Dataset entries:
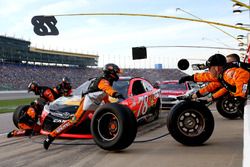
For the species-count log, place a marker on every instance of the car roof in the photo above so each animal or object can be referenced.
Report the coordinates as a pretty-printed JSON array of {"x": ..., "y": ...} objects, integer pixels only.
[{"x": 169, "y": 81}]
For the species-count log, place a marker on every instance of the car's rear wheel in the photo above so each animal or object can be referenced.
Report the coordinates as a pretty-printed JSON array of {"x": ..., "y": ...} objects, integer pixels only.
[
  {"x": 190, "y": 123},
  {"x": 18, "y": 113},
  {"x": 113, "y": 127}
]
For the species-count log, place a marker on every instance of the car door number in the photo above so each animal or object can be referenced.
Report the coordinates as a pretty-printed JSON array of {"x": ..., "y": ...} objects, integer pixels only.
[{"x": 143, "y": 102}]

Activity:
The required answer is each line of the data in which the word "species" appears.

Task result:
For the species-count log, place a marker on every instance of the car roof in the photo above so each animal or object can be referenced.
For the species-count log, place a marker on every instance of the car's rear wheel in the photo above so each animal or object can be referenced.
For the species-count log, place a marker on every instance of the car door number in the photo above so each animal or object can be referenced.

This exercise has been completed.